- Teks Pilihan
────────────────

Soekarno sebagai penggali Pancasila sudah menjadi pengetahuan umum, di sekolah-sekolah, bahkan di perguruan tinggi, ada silabus dan buku pegangannya, dalam hubungannya dengan materi ajar “Kewarganegaraan: Pancasila sebagai Dasar dan Ideologi Negara”. Sumber lainnya yang memuat materi Pancasila yang beredar di masyarakat adalah buku Materi Sosialisasi Empat Pilar MPR-RI (Cetakan kelima, 2015) dan beberapa makalah yang disajikan pada seminar yang bertajuk “Aktualisasi dan Implementasi Pancasila dalam Perspektif Berbangsa dan Bernegara” yang diselenggarakan oleh Univesitas Udayana tanggal 3 Juni 2011 dalam rangka memperingati hari kelahiran Pancasila. Tampil dalam acara seminar tersebut adalah dua orang dari pusat (Yudi Latif dan Siswono Yudo Husodo) dan satu lagi dari UPT Pendidikan Pengembangan Karakter Bangsa (PPKB) Unud.

────────────────

- Perintah 1
Terjemahkan kalimat berikut dari teks tentang Pancasila ke dalam bahasa Inggris: "Tampil dalam acara seminar tersebut adalah dua orang dari pusat (Yudi Latif dan Siswono Yudo Husodo) dan satu lagi dari UPT Pendidikan Pengembangan Karakter Bangsa (PPKB) Unud."
- Perintah 2
Sunting bagian teks tentang Pancasila antara "Soekarno sebagai penggali" dan "Bangsa (PPKB) Unud.", termasuk keduanya, dengan mengganti "seminar" menjadi "lokakarya".
- Perintah 3
Lanjutkan teks tentang Pancasila mulai dari bagian tempat teks itu berakhir.

- Baris yang Disediakan
────────────────

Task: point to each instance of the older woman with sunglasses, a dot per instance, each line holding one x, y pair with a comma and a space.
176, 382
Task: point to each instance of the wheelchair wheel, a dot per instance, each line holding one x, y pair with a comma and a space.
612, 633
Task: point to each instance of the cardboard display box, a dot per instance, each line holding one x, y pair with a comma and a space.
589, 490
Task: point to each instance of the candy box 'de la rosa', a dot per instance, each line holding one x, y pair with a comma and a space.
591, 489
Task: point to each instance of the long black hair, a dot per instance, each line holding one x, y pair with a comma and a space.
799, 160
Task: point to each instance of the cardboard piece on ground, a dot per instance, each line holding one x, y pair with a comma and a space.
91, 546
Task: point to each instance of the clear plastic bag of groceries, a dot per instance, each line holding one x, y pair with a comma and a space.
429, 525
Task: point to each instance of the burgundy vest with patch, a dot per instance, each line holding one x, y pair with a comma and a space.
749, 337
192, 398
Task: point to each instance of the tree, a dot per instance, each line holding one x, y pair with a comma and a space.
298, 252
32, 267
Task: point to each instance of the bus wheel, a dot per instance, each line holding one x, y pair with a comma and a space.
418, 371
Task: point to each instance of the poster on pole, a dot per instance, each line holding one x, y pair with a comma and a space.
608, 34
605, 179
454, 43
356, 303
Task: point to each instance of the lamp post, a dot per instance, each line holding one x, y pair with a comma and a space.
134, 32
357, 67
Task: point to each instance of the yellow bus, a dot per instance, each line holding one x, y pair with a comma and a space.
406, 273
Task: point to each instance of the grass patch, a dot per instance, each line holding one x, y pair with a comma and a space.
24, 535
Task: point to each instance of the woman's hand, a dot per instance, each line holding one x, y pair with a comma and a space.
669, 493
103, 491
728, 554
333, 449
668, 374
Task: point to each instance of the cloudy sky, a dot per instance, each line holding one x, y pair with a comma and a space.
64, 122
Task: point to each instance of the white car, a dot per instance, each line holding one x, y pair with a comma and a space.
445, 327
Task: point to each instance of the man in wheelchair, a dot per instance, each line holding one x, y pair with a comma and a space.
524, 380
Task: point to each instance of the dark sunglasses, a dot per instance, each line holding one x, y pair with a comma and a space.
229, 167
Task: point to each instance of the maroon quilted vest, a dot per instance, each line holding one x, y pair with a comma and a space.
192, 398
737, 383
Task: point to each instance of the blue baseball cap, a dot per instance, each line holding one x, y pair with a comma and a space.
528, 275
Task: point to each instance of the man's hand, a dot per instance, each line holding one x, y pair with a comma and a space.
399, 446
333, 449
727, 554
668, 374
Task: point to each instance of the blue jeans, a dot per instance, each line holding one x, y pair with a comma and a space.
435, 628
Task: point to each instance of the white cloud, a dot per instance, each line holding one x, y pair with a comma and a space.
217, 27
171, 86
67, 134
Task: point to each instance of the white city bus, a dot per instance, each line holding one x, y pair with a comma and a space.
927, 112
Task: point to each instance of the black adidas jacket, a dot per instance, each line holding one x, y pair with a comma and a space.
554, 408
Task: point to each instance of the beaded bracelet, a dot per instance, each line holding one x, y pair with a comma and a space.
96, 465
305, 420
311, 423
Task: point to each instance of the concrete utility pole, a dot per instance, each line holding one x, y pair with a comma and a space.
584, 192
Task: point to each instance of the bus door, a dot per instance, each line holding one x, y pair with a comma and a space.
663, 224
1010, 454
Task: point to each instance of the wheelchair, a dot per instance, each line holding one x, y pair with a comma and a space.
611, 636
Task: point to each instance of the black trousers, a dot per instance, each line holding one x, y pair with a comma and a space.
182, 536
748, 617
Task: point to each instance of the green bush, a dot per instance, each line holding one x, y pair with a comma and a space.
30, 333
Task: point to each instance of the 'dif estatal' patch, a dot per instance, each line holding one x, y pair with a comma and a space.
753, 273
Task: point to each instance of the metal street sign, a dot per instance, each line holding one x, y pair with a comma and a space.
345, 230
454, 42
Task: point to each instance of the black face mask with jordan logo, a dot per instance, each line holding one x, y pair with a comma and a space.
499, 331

────────────────

- Jawaban 1
Appearing at the seminar were two people from the center (Yudi Latif and Siswono Yudo Husodo) and one more from the UPT Pendidikan Pengembangan Karakter Bangsa (PPKB) of Unud.

- Jawaban 2
Soekarno sebagai penggali Pancasila sudah menjadi pengetahuan umum, di sekolah-sekolah, bahkan di perguruan tinggi, ada silabus dan buku pegangannya, dalam hubungannya dengan materi ajar “Kewarganegaraan: Pancasila sebagai Dasar dan Ideologi Negara”. Sumber lainnya yang memuat materi Pancasila yang beredar di masyarakat adalah buku Materi Sosialisasi Empat Pilar MPR-RI (Cetakan kelima, 2015) dan beberapa makalah yang disajikan pada lokakarya yang bertajuk “Aktualisasi dan Implementasi Pancasila dalam Perspektif Berbangsa dan Bernegara” yang diselenggarakan oleh Univesitas Udayana tanggal 3 Juni 2011 dalam rangka memperingati hari kelahiran Pancasila. Tampil dalam acara lokakarya tersebut adalah dua orang dari pusat (Yudi Latif dan Siswono Yudo Husodo) dan satu lagi dari UPT Pendidikan Pengembangan Karakter Bangsa (PPKB) Unud.

- Jawaban 3
Sehubungan dengan itu, materi yang dimuat dalam makalah ini lebih bersifat umum, sebuah retrospeksi, melihat kembali jejak politik dan perjuangan Bung Karno, baik sebagai politikus maupun sebagai Presiden Republik Indonesia. Hal yang diketahui oleh masyarakat pada umumnya yang disampaikan dalam tulisan ini dapat membangkitkan kembali memori kita tentang Bung Karno. Namun, ada beberapa hal yang belum diketahui secara luas. Untuk

mengungkap hal yang belum diketahui secara luas itu, dalam makalah ini disajikan sejumlah informasi tentang kebijakan Soekarno berdasarkan sumber yang dimiliki terutama saat-saat Bung Karno menghadapi pilihan, baik dari sudut politik maupun kebijakannya sebagai “Pemimpin Besar Revolusi”. Dengan demikian, isi makalah ini berkaitan dengan pokok pembicaraan sebagai berikut:

  • (1)    Kegiatan Politik Soekarno;

  • (2)    Perjalanan Soekarno sebagai Presiden;

  • (3)    Perlawanan Terakhir Soekarno.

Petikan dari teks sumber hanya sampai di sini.